• Requirement
Give back exactly the lines from the one holding "Category: concrete bridge" to the last line of the entries, both included, and nothing more.

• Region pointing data
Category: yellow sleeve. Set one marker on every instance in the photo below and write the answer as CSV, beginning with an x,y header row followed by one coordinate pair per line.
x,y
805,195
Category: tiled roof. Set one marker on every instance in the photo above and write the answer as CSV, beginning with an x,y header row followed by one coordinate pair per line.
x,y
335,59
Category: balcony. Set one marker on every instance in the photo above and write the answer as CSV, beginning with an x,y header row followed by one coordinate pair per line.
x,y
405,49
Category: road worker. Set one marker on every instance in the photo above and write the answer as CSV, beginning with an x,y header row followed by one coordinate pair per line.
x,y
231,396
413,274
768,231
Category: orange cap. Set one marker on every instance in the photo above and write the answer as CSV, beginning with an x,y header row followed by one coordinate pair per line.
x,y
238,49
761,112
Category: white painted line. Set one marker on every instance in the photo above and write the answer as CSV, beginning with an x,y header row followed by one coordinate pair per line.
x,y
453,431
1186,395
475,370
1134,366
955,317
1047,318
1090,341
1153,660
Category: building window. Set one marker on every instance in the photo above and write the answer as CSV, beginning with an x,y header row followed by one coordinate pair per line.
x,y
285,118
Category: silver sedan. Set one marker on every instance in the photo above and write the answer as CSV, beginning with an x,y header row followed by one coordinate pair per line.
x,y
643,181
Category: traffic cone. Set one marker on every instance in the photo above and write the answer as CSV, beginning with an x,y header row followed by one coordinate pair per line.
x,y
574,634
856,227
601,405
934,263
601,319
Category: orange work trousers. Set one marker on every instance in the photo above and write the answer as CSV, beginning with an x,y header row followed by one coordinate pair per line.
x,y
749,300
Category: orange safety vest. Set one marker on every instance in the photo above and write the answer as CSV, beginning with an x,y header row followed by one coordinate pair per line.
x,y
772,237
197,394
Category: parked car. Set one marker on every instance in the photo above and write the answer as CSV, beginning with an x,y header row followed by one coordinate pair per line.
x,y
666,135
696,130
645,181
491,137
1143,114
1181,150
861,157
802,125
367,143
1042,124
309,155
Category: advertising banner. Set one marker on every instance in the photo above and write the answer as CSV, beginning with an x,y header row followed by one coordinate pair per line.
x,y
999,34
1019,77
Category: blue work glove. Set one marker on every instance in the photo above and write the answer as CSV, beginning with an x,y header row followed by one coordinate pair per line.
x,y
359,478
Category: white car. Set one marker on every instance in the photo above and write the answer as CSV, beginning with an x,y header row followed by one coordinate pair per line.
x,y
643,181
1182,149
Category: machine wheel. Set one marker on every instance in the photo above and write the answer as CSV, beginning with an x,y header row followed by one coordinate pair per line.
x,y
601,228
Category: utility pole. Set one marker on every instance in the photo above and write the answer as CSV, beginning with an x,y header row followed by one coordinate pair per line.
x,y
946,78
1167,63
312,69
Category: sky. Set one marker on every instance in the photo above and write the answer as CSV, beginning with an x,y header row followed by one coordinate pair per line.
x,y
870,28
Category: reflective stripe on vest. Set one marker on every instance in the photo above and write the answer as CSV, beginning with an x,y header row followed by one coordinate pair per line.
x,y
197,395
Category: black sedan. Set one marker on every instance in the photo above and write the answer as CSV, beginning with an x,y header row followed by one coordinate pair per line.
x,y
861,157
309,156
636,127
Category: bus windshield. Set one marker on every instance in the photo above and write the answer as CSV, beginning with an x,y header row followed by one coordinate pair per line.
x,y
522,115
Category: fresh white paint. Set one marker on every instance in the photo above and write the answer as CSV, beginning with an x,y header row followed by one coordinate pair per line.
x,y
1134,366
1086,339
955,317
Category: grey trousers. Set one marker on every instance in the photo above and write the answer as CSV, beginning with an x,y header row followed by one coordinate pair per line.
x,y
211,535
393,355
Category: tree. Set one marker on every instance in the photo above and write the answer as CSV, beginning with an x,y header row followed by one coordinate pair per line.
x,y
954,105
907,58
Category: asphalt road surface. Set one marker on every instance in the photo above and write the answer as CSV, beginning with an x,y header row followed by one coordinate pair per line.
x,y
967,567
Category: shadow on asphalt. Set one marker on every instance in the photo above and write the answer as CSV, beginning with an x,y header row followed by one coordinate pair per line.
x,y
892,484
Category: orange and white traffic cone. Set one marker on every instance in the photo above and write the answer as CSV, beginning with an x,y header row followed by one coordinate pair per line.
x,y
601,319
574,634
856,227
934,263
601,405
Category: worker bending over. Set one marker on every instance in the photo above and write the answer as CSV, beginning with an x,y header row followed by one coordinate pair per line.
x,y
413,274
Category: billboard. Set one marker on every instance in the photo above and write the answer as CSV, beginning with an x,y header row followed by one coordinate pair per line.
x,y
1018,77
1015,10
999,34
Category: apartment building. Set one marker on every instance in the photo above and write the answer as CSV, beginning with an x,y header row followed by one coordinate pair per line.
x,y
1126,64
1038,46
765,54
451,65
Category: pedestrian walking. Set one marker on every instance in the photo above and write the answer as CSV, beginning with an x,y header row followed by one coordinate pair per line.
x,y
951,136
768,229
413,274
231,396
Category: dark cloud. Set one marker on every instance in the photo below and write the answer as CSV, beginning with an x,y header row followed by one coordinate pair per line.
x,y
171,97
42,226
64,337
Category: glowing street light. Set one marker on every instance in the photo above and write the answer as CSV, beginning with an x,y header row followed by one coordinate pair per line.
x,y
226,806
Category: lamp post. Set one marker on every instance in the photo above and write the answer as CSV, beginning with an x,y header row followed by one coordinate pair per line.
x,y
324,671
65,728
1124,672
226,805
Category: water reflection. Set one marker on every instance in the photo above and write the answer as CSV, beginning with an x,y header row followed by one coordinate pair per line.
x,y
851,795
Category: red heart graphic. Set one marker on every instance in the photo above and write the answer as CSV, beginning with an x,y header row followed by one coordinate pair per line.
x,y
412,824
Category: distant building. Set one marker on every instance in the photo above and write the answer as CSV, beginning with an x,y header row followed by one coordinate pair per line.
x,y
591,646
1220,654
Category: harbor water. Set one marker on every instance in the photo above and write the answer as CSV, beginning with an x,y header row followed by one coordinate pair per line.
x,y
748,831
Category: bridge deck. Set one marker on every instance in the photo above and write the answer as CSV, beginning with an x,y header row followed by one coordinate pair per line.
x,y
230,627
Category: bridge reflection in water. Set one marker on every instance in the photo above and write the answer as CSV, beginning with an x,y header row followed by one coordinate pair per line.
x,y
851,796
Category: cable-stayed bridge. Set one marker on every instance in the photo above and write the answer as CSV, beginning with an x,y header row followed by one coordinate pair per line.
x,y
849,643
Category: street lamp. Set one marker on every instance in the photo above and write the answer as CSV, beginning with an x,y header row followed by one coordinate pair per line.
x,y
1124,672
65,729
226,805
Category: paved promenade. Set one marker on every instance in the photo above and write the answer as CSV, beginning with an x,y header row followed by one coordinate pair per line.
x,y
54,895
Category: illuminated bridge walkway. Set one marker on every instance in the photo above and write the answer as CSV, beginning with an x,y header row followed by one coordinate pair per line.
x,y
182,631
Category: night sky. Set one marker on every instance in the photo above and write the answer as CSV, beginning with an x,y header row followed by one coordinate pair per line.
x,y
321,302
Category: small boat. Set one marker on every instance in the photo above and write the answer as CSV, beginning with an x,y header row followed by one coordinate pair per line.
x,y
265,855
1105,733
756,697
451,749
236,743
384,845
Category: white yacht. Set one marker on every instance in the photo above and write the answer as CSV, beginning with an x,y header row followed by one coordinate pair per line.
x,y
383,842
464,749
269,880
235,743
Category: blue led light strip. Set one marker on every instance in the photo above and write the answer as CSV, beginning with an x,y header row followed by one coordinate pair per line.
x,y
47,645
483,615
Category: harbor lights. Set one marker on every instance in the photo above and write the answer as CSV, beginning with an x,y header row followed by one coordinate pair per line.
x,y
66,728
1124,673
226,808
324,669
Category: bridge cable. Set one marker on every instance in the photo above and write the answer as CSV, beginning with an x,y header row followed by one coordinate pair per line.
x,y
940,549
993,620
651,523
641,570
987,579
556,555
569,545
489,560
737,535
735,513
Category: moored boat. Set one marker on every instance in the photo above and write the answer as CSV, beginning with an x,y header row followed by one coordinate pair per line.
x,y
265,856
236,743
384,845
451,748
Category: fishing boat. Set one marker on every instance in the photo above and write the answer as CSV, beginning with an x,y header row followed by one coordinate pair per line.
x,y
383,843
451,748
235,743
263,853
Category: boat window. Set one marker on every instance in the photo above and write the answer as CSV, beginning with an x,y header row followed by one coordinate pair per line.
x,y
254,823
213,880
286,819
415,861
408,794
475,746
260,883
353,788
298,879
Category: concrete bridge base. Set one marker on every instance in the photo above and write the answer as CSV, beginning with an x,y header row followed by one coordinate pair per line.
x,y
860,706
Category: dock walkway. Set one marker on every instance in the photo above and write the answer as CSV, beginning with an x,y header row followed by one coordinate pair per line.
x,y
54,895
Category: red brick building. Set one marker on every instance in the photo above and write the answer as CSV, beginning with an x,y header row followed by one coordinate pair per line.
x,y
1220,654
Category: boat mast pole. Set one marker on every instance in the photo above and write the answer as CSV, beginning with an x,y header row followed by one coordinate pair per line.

• Written answer
Category: concrete bridge base. Set one marker on every instance in the photo above and write the answer as CSV, beginning with an x,y header row followed by one coordinate pair per line.
x,y
860,706
Category: dock walkway. Set one marker on every instance in the photo above and write the answer as CSV, beginning with an x,y header row followed by one coordinate pair per line.
x,y
54,895
Category: red brick building. Set one marker on every instance in the photo above and write the answer as CSV, beginning with an x,y header row followed by one coordinate pair per line.
x,y
1220,654
Category: boat mast pole. Set one marker on every instance in the photo above and write the answer as CSV, beginning with an x,y header row followed by one coordinate pair per line.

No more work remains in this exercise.